# [Aim]
Reproduce every line of the listing below verbatim, making no changes of any kind.

# [Material provided]
- - -
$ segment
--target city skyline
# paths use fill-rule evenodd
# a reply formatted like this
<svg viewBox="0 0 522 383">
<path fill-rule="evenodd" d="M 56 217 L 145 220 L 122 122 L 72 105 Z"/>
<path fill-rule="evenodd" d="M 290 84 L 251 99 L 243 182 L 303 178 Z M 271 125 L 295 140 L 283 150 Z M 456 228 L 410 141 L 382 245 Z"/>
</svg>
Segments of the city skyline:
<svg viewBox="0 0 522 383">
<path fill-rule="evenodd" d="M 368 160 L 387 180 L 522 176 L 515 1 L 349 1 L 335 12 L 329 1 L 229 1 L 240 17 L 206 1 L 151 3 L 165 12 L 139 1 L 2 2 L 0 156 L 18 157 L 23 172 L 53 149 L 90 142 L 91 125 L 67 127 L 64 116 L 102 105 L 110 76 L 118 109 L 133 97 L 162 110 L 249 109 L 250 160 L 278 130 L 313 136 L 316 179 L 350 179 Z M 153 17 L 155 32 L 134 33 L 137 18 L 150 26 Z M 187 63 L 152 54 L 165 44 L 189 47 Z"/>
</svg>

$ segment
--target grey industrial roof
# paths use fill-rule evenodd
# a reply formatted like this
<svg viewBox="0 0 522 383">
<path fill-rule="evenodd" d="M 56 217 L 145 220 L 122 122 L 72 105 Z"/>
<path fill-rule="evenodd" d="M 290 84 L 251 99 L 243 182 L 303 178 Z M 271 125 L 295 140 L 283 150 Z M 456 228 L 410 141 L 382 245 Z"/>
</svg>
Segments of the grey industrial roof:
- - -
# [Expected output]
$ segment
--target city skyline
# paths use fill-rule evenodd
# a reply formatted like this
<svg viewBox="0 0 522 383">
<path fill-rule="evenodd" d="M 56 217 L 145 220 L 122 122 L 72 105 Z"/>
<path fill-rule="evenodd" d="M 290 84 L 251 99 L 243 182 L 303 178 Z M 271 125 L 295 140 L 283 150 Z M 456 228 L 410 141 L 382 245 Z"/>
</svg>
Segments of the city skyline:
<svg viewBox="0 0 522 383">
<path fill-rule="evenodd" d="M 368 160 L 387 180 L 522 176 L 515 1 L 349 1 L 335 12 L 329 1 L 229 1 L 240 17 L 206 1 L 151 3 L 165 12 L 139 1 L 2 2 L 0 156 L 18 157 L 23 172 L 53 149 L 90 142 L 91 125 L 67 127 L 64 116 L 102 105 L 110 76 L 118 109 L 133 97 L 162 110 L 249 109 L 250 160 L 278 130 L 313 136 L 316 179 L 350 179 Z M 153 17 L 155 32 L 134 33 L 137 18 L 150 26 Z M 187 63 L 152 54 L 165 44 L 189 47 Z"/>
</svg>

$ segment
--target grey industrial roof
# paths use fill-rule evenodd
# a reply formatted like this
<svg viewBox="0 0 522 383">
<path fill-rule="evenodd" d="M 56 217 L 145 220 L 122 122 L 72 105 Z"/>
<path fill-rule="evenodd" d="M 290 84 L 251 99 L 243 182 L 303 178 Z M 271 125 L 295 140 L 283 150 Z M 456 228 L 410 141 L 382 245 Z"/>
</svg>
Segments of the grey industrial roof:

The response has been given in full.